DATASET CONTENT START
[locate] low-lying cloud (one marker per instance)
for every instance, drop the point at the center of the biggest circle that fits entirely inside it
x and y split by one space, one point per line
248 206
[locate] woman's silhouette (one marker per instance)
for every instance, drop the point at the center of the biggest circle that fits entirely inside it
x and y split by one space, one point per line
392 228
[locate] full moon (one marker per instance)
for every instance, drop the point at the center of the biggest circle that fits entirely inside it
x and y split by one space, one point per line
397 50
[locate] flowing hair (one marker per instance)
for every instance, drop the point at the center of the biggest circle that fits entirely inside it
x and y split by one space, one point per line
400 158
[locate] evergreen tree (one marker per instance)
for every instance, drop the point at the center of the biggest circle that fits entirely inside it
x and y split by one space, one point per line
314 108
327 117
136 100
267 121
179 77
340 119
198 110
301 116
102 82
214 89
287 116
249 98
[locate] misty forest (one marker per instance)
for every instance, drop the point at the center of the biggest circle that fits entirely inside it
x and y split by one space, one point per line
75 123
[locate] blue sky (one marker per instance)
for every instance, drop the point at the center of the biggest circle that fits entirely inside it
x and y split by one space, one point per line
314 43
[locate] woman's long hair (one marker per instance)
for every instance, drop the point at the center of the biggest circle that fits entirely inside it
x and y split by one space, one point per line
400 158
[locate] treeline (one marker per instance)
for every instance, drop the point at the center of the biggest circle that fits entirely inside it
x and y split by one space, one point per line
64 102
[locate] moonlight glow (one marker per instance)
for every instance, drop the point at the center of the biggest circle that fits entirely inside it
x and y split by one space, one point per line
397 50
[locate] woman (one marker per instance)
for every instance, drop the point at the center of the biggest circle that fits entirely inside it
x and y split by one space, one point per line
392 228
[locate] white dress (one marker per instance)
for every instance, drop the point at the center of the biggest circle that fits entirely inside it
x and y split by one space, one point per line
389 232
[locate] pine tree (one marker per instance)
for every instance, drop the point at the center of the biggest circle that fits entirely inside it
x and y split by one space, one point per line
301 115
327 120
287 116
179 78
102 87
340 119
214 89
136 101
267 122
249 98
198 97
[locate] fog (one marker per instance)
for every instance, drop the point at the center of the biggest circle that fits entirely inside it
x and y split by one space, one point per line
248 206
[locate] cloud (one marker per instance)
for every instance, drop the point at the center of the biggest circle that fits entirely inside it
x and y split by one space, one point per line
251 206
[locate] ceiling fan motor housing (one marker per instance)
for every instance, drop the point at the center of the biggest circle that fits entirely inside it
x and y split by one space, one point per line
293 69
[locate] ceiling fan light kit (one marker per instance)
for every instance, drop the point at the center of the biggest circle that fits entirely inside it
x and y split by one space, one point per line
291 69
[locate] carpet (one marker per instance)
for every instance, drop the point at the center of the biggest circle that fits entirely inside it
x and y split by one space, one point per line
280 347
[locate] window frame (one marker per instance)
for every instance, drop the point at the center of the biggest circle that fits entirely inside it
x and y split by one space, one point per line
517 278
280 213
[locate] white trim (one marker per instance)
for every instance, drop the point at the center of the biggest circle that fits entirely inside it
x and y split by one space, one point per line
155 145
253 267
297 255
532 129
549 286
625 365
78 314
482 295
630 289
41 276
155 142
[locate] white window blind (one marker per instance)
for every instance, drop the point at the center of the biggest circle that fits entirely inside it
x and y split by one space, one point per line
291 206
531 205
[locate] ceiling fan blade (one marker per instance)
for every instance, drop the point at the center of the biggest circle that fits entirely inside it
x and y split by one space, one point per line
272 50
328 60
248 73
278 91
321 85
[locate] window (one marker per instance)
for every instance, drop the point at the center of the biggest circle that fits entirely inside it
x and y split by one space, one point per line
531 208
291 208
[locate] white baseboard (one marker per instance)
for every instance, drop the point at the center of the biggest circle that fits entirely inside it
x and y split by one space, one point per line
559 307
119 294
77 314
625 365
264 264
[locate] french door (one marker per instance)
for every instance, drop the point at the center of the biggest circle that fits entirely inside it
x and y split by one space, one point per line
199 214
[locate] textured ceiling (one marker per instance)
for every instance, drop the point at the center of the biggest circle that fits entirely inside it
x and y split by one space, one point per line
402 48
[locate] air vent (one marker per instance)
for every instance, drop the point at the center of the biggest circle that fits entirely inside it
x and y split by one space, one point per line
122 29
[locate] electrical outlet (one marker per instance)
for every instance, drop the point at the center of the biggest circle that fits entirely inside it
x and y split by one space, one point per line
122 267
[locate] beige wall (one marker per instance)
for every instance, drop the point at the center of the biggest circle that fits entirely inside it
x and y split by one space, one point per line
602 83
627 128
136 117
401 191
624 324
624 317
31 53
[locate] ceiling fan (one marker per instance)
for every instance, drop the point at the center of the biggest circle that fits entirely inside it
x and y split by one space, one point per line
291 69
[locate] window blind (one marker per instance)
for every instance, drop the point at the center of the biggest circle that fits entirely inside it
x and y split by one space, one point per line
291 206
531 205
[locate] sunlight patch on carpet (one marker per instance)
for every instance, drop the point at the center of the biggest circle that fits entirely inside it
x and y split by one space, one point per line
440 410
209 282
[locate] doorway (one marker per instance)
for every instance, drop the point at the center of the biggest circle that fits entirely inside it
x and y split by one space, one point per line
DATASET CONTENT END
[EXERCISE PROMPT]
Please return each line of the data above in which the word "cloud" occurs.

[RESPONSE BELOW]
[locate] low-lying cloud (one marker per instance)
[locate] cloud (one marker per instance)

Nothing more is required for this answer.